* **THE PROBLEM**:
The answer must restate every record word for word.

[Excerpts from a dataset]
§
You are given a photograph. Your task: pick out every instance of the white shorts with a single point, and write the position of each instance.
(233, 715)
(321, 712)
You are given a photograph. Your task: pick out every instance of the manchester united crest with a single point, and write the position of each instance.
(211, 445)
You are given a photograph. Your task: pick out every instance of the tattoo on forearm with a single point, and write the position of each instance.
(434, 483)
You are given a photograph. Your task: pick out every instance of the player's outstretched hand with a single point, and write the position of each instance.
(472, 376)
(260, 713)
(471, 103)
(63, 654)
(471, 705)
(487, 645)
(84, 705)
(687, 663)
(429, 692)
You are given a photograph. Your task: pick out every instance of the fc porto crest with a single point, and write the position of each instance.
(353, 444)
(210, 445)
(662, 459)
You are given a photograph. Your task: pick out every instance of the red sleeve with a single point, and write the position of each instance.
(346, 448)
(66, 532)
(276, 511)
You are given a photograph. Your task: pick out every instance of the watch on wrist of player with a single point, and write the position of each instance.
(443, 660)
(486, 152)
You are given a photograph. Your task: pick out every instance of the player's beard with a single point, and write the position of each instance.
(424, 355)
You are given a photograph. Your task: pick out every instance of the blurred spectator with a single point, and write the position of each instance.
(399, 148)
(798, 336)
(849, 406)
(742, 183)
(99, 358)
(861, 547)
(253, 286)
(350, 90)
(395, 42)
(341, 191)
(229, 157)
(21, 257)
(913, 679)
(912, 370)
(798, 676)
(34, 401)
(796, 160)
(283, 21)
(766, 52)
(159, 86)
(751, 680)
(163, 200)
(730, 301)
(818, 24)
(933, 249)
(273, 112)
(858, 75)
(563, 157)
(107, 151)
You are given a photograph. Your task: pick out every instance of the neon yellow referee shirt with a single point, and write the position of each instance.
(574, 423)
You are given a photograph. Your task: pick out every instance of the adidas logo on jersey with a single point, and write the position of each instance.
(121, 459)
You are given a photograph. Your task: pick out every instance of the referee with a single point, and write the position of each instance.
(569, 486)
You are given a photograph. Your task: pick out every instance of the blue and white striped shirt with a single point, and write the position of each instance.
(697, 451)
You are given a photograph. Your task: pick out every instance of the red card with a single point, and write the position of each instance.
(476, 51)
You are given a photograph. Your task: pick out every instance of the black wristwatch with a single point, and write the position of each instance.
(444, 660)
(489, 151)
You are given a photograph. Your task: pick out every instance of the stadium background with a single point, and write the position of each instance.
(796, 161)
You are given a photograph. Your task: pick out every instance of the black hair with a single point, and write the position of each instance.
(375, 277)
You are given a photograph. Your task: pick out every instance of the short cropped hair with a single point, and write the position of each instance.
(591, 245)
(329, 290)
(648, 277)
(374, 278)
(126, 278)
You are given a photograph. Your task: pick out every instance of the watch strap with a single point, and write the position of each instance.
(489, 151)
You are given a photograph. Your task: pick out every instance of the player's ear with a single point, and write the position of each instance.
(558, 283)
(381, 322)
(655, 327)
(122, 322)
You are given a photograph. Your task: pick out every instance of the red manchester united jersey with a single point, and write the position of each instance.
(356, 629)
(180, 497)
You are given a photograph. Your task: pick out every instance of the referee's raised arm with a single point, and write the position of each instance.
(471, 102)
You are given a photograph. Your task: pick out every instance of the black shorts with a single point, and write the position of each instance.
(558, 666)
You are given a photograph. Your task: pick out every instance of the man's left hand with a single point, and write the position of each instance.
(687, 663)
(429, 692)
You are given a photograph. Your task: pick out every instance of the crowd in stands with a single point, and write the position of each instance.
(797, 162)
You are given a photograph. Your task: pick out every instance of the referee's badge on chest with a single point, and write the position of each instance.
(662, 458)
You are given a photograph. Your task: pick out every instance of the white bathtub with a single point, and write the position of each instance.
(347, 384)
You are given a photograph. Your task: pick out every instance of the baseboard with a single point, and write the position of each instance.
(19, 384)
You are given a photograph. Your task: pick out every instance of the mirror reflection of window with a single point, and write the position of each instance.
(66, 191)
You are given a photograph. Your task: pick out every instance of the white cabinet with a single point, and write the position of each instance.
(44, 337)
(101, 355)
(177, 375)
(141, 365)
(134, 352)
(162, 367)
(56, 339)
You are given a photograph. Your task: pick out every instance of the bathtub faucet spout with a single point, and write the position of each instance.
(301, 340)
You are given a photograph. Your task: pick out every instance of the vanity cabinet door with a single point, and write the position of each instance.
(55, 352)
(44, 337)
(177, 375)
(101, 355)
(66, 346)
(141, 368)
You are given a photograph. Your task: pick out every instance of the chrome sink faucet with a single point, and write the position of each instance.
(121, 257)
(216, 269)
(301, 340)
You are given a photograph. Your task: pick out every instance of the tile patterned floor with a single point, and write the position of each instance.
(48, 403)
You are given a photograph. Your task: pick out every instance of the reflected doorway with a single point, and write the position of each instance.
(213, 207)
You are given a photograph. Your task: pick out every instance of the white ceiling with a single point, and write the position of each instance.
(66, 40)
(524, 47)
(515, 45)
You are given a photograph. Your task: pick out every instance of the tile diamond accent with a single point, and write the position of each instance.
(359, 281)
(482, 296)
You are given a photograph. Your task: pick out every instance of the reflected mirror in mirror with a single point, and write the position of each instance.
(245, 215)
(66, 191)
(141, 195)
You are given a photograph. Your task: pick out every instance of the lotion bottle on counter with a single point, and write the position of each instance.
§
* **COMPLETED TASK**:
You are given a photograph. Your task: pick out every instance of the white shorts with a single point, and write the position of each instance.
(233, 715)
(321, 712)
You are given a photograph. Your task: pick out every instance of the manchester united crest with a single point, and write the position of each instance.
(211, 445)
You are given a photograph. Your task: pick out every instance of the tattoo on forearm with a single point, and write the position of each instance.
(434, 483)
You are given a photograph. Your task: pick out every instance of the player's outstretched hand with a single point, and write the position of each instance.
(472, 376)
(260, 713)
(471, 103)
(63, 654)
(471, 705)
(487, 645)
(84, 705)
(687, 663)
(429, 692)
You are given a photograph. Your task: pick out every instance of the fc porto crest with a single point, and write the position of each instance.
(353, 444)
(210, 445)
(662, 459)
You are given a photograph. Your task: pick out every instance of the red sleeve with a single point, and write the position of each instance.
(346, 448)
(66, 532)
(276, 511)
You are given a photograph. Your task: pick out every instance of the watch on wrist of player with a single point, and write the position of each instance.
(443, 660)
(486, 152)
You are given a photograph. Your task: pick out every instance of the player's beard with a single point, and write the position of each instance.
(424, 355)
You are given a photograph. Your task: pick out every instance of the blurred spectator with a single point, and write the position of each instance.
(399, 148)
(798, 336)
(849, 406)
(742, 183)
(99, 358)
(861, 547)
(253, 286)
(350, 90)
(395, 42)
(341, 191)
(229, 157)
(21, 257)
(913, 679)
(912, 370)
(798, 676)
(34, 401)
(796, 160)
(283, 21)
(766, 52)
(159, 86)
(751, 680)
(163, 200)
(730, 301)
(818, 24)
(933, 249)
(273, 112)
(858, 75)
(563, 157)
(107, 151)
You are given a photograph. Your task: pick out every instance of the neon yellow referee shirt with a single point, and write the position of each instance.
(574, 423)
You are given a photograph. Your task: pick out every instance of the adidas logo on jersey with a single point, and write the position of each instance.
(121, 459)
You are given a photograph. Your task: pick out every instance of the referee with a single point, and write the position of each instance.
(569, 486)
You are given a photograph. Your task: pick out every instance of the blue and white striped shirt with a single point, and write the position of each instance.
(697, 451)
You are given a photograph. Your task: pick out every instance of the red card with a single point, and write the position of each instance.
(476, 51)
You are given a photograph. Your task: pick out every instance of the black wristwatch with a single point, and write the position of each instance.
(444, 660)
(489, 151)
You are given a photograph. Your task: pick out every instance of the stadium background with a single point, and write the position of each instance.
(796, 161)
You are given a photograph. Your task: pick out every instance of the black hair with a single point, and write the position of each instance.
(375, 277)
You are given a photograph. Your task: pick out every instance of the short cropped hair with a single point, and write the position of each instance.
(591, 245)
(329, 290)
(648, 277)
(374, 278)
(126, 278)
You are given a photograph. Your task: pick out every instance of the watch strap with a single point, and write the position of each instance.
(489, 151)
You are given a photograph. Your task: pick out every instance of the player's ear with a single point, and write the position of each instance.
(558, 283)
(381, 322)
(655, 327)
(122, 322)
You are given a photograph. Your task: pick out every instance of the red manchester united jersey with a single point, and write the position of each instance.
(356, 629)
(180, 497)
You are given a photograph. Your task: pick out every instance of the referee's raised arm with a single point, and write the position of each instance.
(471, 102)
You are given a photograph. Your task: pick out every instance of the black shorts with a single point, and write the position of each instance.
(558, 666)
You are given a photograph. Your task: pick out every instance of the man's left hand with a single point, and write the position of each instance.
(687, 663)
(429, 692)
You are given a photograph. Your task: pick out every instance of the crowd in stands with a single point, and write the position of each instance.
(797, 162)
You are given a photograph. Your task: pick out every instance of the referee's badge on chest with a single point, and write the position of each instance.
(662, 458)
You are given a photograph. Your task: pick out every instance of the white bathtub with a single point, and write the position of each instance.
(347, 384)
You are given a photograph. Your task: pick out every instance of the baseboard with a single point, and write the position of each instance.
(19, 384)
You are given a photograph. Your task: pick out every instance of the mirror reflection of window with a single point, and write the position of each instance.
(66, 191)
You are given a photograph. Your task: pick out every instance of the white cabinet with a single point, and write the position of each instance.
(44, 337)
(101, 355)
(177, 375)
(141, 365)
(134, 352)
(162, 367)
(56, 339)
You are given a photograph. Your task: pick out every instance of the bathtub faucet spout with a single point, and write the position of each instance.
(301, 340)
You are given a photograph. Your task: pick out every instance of the vanity cabinet door with a single point, and write the position of each instance.
(55, 352)
(44, 337)
(177, 375)
(101, 355)
(66, 346)
(141, 368)
You are given a photograph. Your task: pick out every instance of the chrome sink faucet with a single point, and write the position of each instance.
(121, 257)
(216, 269)
(301, 340)
You are given a photograph. Your task: pick out every instance of the tile patterned floor with a single point, and write the position of each instance.
(48, 403)
You are given a photograph. Your task: pick out every instance of the reflected doorway with a single point, and write the position of each instance.
(213, 207)
You are given a photograph. Your task: pick out every instance of the white ceiling with a single point, and write the position of each instance.
(66, 40)
(524, 47)
(515, 45)
You are given a photograph. Your task: pick out every instance of the tile diamond accent with a single point, and write the position of each instance.
(359, 281)
(482, 296)
You are given a photograph. Your task: pick out every instance of the reflected mirror in mirror with a single point, and write the position of each instance.
(245, 215)
(66, 191)
(141, 195)
You are given a photograph. Your task: pick out every instance of the lotion bottle on counter with a single point, and write the position of each instance.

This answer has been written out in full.